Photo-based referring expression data
------
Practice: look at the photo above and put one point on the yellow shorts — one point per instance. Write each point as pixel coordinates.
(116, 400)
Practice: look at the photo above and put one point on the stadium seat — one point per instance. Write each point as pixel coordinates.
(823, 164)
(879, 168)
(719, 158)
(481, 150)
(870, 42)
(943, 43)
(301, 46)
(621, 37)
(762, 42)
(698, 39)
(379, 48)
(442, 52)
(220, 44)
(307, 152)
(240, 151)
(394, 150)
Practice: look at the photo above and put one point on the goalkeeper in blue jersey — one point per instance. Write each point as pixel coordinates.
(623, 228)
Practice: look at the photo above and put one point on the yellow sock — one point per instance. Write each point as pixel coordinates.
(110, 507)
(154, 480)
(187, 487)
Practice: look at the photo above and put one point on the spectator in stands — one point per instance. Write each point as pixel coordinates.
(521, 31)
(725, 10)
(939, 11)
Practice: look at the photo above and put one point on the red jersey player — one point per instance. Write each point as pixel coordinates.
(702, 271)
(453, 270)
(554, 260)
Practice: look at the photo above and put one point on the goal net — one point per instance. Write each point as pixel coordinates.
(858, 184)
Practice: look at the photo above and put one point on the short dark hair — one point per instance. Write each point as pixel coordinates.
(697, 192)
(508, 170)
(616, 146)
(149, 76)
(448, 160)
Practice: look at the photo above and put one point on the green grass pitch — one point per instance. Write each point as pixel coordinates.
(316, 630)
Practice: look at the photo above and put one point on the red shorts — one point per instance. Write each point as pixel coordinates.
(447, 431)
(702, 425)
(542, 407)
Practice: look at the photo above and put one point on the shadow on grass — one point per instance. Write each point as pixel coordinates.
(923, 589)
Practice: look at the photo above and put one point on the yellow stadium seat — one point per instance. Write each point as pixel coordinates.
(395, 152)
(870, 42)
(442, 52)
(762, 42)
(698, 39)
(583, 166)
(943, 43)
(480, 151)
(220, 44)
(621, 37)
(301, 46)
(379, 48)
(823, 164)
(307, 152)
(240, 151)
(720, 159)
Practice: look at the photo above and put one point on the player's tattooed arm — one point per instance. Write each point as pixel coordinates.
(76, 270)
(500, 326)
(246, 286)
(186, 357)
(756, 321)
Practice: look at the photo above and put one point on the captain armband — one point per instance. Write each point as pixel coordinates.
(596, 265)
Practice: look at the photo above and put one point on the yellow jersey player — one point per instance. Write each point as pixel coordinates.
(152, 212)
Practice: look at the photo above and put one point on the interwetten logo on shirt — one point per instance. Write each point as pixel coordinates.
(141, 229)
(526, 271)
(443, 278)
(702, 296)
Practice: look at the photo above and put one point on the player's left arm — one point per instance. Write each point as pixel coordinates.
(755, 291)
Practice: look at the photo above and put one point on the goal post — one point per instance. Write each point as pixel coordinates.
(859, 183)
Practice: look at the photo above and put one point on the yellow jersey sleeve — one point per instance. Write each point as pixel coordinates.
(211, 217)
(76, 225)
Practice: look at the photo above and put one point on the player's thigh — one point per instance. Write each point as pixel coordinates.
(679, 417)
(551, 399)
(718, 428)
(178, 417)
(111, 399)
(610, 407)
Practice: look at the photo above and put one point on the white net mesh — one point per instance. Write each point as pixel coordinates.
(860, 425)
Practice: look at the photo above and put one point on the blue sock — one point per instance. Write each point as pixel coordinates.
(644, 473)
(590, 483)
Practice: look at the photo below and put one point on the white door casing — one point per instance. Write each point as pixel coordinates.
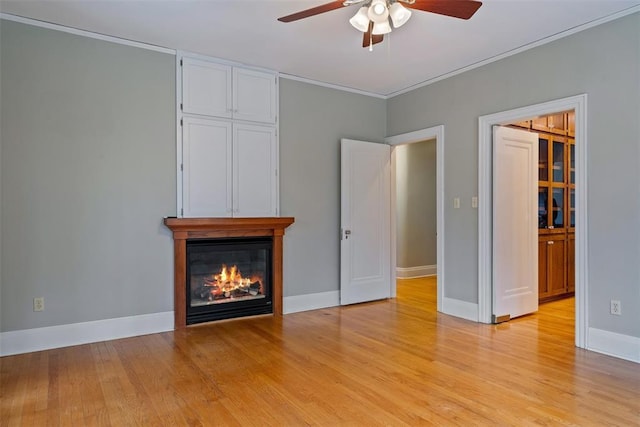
(365, 246)
(515, 234)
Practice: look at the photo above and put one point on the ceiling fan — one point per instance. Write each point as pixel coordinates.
(373, 16)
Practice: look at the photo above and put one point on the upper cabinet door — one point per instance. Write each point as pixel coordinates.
(206, 88)
(254, 95)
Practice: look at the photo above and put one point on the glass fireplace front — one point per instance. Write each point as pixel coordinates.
(228, 278)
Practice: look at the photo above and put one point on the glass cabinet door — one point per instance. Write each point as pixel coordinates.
(558, 208)
(558, 161)
(572, 163)
(543, 159)
(572, 207)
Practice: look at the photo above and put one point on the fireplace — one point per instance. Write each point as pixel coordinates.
(242, 237)
(228, 278)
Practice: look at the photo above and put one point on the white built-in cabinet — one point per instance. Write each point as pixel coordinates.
(228, 147)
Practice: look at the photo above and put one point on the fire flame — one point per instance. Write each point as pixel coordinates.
(230, 279)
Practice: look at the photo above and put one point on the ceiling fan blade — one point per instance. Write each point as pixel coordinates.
(371, 39)
(463, 9)
(313, 11)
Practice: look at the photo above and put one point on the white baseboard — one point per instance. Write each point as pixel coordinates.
(614, 344)
(458, 308)
(413, 272)
(37, 339)
(308, 302)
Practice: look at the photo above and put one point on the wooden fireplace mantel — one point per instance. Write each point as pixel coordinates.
(212, 228)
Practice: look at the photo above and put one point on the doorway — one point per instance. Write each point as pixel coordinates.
(416, 209)
(485, 214)
(437, 133)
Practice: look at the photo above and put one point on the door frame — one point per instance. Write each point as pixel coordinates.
(437, 133)
(577, 103)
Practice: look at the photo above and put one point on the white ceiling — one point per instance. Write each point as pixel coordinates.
(325, 47)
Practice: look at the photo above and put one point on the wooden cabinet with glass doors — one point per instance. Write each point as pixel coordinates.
(556, 204)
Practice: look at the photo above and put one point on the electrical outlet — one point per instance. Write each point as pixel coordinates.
(616, 307)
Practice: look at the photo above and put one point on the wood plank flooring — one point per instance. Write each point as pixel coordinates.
(396, 362)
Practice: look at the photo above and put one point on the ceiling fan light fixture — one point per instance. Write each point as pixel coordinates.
(381, 28)
(360, 20)
(399, 14)
(378, 11)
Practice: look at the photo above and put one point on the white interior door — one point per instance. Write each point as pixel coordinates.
(515, 231)
(365, 254)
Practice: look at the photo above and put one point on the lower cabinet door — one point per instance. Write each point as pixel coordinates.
(552, 266)
(206, 168)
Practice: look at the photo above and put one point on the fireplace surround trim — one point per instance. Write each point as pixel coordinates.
(213, 228)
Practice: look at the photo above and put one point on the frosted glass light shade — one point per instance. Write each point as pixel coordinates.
(399, 14)
(360, 20)
(378, 11)
(381, 27)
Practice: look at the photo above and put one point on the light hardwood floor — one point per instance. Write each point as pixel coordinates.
(395, 362)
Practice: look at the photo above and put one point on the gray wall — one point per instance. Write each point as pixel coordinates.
(416, 204)
(313, 119)
(603, 62)
(87, 173)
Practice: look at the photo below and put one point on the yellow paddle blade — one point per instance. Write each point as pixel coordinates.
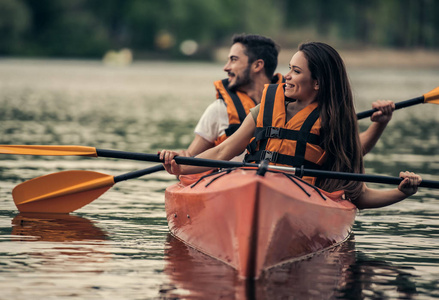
(61, 192)
(48, 150)
(432, 96)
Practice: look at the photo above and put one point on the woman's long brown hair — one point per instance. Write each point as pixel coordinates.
(339, 121)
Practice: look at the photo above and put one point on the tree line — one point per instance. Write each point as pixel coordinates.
(151, 28)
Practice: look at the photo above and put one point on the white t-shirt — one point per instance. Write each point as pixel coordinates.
(213, 124)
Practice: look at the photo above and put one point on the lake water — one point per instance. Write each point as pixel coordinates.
(118, 246)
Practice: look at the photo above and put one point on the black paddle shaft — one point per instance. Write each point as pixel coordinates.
(231, 164)
(398, 105)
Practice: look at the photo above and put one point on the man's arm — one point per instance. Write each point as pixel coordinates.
(380, 119)
(198, 145)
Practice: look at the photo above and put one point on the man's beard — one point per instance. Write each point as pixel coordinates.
(241, 80)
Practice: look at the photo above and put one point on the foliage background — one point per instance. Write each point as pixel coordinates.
(156, 28)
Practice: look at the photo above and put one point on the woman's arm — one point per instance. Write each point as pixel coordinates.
(231, 147)
(371, 198)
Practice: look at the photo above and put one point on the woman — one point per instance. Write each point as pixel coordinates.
(318, 82)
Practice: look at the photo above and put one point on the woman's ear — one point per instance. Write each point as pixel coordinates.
(316, 85)
(258, 65)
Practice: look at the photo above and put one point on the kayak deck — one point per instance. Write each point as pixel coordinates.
(254, 223)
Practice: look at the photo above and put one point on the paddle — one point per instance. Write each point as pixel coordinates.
(430, 97)
(66, 191)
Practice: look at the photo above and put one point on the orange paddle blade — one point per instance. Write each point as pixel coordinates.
(432, 96)
(61, 192)
(48, 150)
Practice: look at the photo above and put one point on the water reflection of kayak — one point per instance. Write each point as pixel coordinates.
(254, 223)
(55, 227)
(198, 276)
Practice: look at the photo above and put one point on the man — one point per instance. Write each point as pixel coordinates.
(251, 63)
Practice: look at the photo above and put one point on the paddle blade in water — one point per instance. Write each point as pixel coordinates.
(61, 192)
(48, 150)
(432, 96)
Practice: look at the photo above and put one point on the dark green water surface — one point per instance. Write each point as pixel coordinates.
(118, 246)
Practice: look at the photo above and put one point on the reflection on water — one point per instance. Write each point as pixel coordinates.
(118, 246)
(341, 273)
(55, 228)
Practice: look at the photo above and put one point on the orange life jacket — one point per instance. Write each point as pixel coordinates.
(238, 105)
(294, 143)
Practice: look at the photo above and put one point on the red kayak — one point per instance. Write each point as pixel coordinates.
(256, 222)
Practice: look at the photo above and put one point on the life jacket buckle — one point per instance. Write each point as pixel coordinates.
(271, 156)
(273, 132)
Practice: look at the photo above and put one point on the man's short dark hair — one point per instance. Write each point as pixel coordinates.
(259, 47)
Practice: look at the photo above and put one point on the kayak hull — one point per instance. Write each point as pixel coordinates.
(254, 223)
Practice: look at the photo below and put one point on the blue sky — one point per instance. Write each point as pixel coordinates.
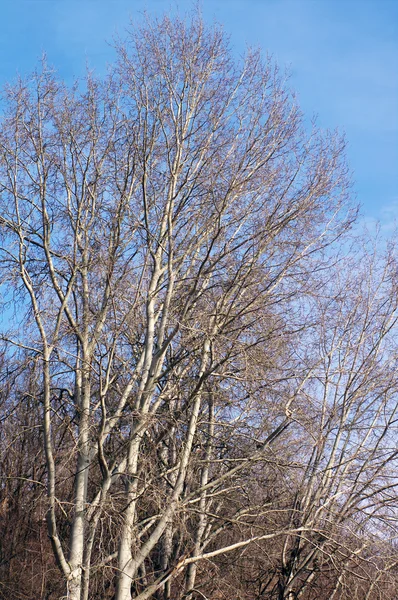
(342, 55)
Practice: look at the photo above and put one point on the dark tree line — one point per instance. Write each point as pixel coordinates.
(199, 380)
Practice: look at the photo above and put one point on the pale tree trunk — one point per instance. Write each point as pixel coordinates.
(203, 520)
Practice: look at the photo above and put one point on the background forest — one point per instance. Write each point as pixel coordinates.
(199, 382)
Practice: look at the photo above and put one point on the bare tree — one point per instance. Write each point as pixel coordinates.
(158, 231)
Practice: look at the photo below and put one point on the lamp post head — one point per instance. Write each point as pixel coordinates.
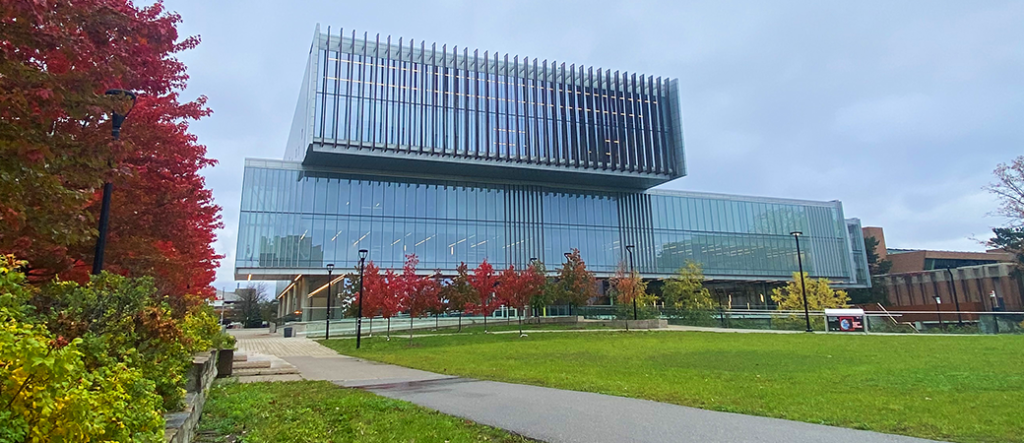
(124, 102)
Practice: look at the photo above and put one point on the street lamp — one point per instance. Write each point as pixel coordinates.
(803, 288)
(630, 249)
(330, 270)
(358, 318)
(960, 317)
(568, 304)
(125, 102)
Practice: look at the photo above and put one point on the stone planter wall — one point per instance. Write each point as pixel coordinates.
(181, 425)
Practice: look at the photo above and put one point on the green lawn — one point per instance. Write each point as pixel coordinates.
(968, 389)
(499, 326)
(320, 411)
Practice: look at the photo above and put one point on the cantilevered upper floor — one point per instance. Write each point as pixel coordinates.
(381, 104)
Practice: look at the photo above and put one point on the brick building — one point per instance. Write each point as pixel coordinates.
(977, 281)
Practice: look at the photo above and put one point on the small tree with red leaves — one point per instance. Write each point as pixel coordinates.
(576, 283)
(394, 297)
(440, 305)
(483, 281)
(421, 292)
(516, 289)
(459, 294)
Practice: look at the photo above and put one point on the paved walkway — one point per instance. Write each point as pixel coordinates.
(551, 415)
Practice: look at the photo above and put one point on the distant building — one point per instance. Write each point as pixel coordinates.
(978, 281)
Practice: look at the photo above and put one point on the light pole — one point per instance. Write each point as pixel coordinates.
(960, 317)
(568, 303)
(629, 250)
(528, 310)
(327, 331)
(358, 318)
(117, 119)
(803, 288)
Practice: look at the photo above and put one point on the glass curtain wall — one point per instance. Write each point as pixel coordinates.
(743, 237)
(297, 219)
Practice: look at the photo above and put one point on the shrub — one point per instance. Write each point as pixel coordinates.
(49, 392)
(94, 362)
(122, 320)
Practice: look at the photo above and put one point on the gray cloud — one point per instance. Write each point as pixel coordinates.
(899, 109)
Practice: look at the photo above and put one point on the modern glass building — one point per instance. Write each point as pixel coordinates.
(457, 156)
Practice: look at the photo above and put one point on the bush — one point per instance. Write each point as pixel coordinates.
(121, 320)
(98, 362)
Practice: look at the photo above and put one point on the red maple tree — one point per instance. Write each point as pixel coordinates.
(516, 289)
(420, 292)
(56, 59)
(483, 280)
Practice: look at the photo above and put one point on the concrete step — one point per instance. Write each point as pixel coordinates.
(264, 371)
(250, 364)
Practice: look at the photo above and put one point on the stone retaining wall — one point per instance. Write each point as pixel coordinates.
(181, 425)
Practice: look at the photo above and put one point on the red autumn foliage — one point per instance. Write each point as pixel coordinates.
(56, 59)
(516, 289)
(483, 280)
(420, 291)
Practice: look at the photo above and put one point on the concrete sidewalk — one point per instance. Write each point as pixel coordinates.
(556, 415)
(551, 415)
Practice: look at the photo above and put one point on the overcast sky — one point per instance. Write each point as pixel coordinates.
(899, 109)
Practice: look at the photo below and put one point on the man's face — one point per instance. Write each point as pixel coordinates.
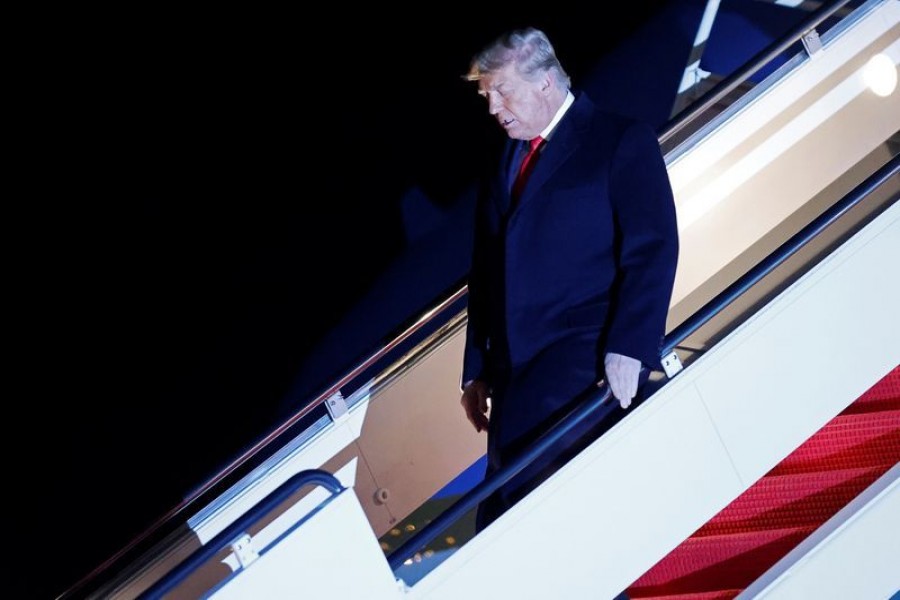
------
--- EXERCISE GOAL ---
From the line containing "the concrete sidewalk" down to the last line of the entries above, set down every line exactly. Omit all pictures.

--- SOLUTION FOR THIS TASK ---
Practice: look at the photo above and put one point on the concrete sidewalk — one point per instance. Write each point as pixel coordinates.
(556, 415)
(551, 415)
Practice: look at the photo above and put one point on the overcast sky — one point per instance. Write each point as pixel coordinates.
(899, 109)
Practice: look at the photo below and put one point on the man's face — one point per instance. Write each point as pixel coordinates.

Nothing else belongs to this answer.